__Required tasks__
a) Translate this sentence from the Shrek The Musical review into Spanish: "Kids love body toots during the song “I Think I Got You Beat.”"
b) Please print the part of the Shrek The Musical review that begins at the words "The kid must" and stops after the words "musical is based.".

__Text for analysis__
Witty conversation, fast-moving adventures and lots of music: A review of ‘Shrek The Musical’


By Zach Dunkin

The kid must have been no more than 12 years old  but already was old enough to recognize good musical theater when  he saw it. “I saw the cartoon and I liked this better,” he said as he exited Beef & Board’s Dinner Theatre on a recent night after having seen the theater’s production  of “Shrek The Musical.” “Donkey was funnier and the princess was a great singer.” Sorry about that Eddie Murphy, who played Donkey in the 1991 Oscar winning, Dreamworks animated film on which the musical is based.

Shrek and Princess Fiona. (Photo courtesy of Beef & Board’s Dinner Theatre.)

“Shrek the Musical is a true generation “bridger” — from preteens to senior  citizens and all those Gen-Exers, Millennials and Baby Boomers —  between curious enough  to see how the animated film translated  to the stage. Quite well, if B & B’s production is an example.

The recent crowd at the Northwestside dinner theater held a wide range of  ages, all enjoying on the scenes on their own levels with humor reaching both young and old with different meanings. Jokes about the four-foot King Harold’s size — “He’s probably really good at small talk” or “Maybe the Princess should lower her expectations about the king.” Or like the battle of belches and flatulence between Shrek and the princess. Kids love body toots during the song “I Think I Got You Beat.”

Expertly directed and choreographed Ron Morgan production, the family musical runs through July 2, it is a family joy, filled with amazing costumes, witty conversation, fast-moving adventures and lots of music (which may or may not have interested the younger listeners).

The simple plot for the musical is about an ugly ogre named Shrek, his wisecracking jackass named Donkey and a feisty princess named Fiona, who initially resists her rescue from a tower in which she has been imprisoned for several years. The goal is to deliver Princess Fiona to Lord Farquaad to marry in exchange for Shrek’s return to his home  in the swamp. Along the journey, the audience is introduced  to a colorful bunch of 16 fairytale misfits such as the Three Pigs, the Three Bears, Little Red Riding Hood and more, including  a smart-mouthed Gingerbread Man, all of whom have also been banished homeless by Lord Farquaad. Leading the pack is a wild and energetic Pinocchio, who nose grows with each fib he utters, played outrageously by Cody Knable.

__Information supplied__
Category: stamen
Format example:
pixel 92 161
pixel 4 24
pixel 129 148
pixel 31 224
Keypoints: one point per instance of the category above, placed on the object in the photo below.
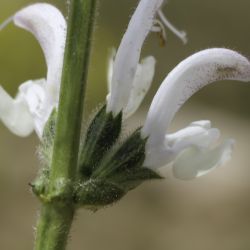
pixel 181 34
pixel 6 22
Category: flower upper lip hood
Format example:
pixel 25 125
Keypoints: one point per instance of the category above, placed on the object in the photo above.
pixel 130 80
pixel 194 150
pixel 36 99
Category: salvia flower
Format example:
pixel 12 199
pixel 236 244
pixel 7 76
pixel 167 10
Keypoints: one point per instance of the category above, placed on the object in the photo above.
pixel 110 164
pixel 35 100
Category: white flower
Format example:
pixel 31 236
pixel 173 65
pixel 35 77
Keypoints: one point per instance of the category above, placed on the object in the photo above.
pixel 35 100
pixel 194 150
pixel 128 79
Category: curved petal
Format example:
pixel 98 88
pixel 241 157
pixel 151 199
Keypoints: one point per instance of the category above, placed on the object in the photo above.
pixel 141 84
pixel 198 134
pixel 194 162
pixel 48 25
pixel 186 79
pixel 128 54
pixel 14 113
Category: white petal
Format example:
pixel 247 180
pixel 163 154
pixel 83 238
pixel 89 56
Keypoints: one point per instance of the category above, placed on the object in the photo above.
pixel 194 162
pixel 111 60
pixel 14 113
pixel 198 134
pixel 128 54
pixel 35 95
pixel 48 25
pixel 141 84
pixel 186 79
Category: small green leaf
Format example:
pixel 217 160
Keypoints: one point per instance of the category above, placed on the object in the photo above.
pixel 130 154
pixel 101 135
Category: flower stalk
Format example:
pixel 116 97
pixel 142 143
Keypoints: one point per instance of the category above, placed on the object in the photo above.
pixel 58 208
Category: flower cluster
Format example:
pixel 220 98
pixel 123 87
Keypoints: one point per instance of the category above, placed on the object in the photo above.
pixel 117 165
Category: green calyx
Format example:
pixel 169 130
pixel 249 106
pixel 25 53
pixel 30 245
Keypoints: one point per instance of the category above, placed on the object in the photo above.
pixel 108 166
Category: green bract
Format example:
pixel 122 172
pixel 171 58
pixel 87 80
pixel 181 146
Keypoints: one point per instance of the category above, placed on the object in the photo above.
pixel 108 166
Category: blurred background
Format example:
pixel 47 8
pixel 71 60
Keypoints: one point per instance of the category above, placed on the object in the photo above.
pixel 208 213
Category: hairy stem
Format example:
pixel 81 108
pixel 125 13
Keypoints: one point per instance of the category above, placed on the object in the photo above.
pixel 58 208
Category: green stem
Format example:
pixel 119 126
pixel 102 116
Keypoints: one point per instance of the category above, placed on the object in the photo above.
pixel 58 208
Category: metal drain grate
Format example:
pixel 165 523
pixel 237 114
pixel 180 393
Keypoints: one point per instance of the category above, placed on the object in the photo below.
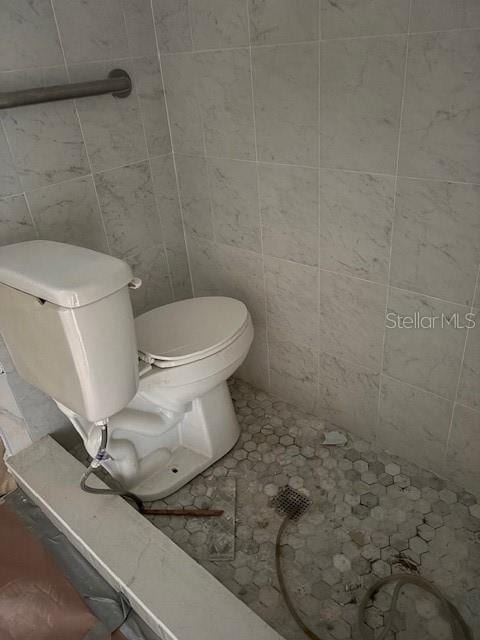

__Answers given__
a) A los niños les encantan los ruidos corporales durante la canción “I Think I Got You Beat”.

b)
The kid must have been no more than 12 years old  but already was old enough to recognize good musical theater when  he saw it. “I saw the cartoon and I liked this better,” he said as he exited Beef & Board’s Dinner Theatre on a recent night after having seen the theater’s production  of “Shrek The Musical.” “Donkey was funnier and the princess was a great singer.” Sorry about that Eddie Murphy, who played Donkey in the 1991 Oscar winning, Dreamworks animated film on which the musical is based.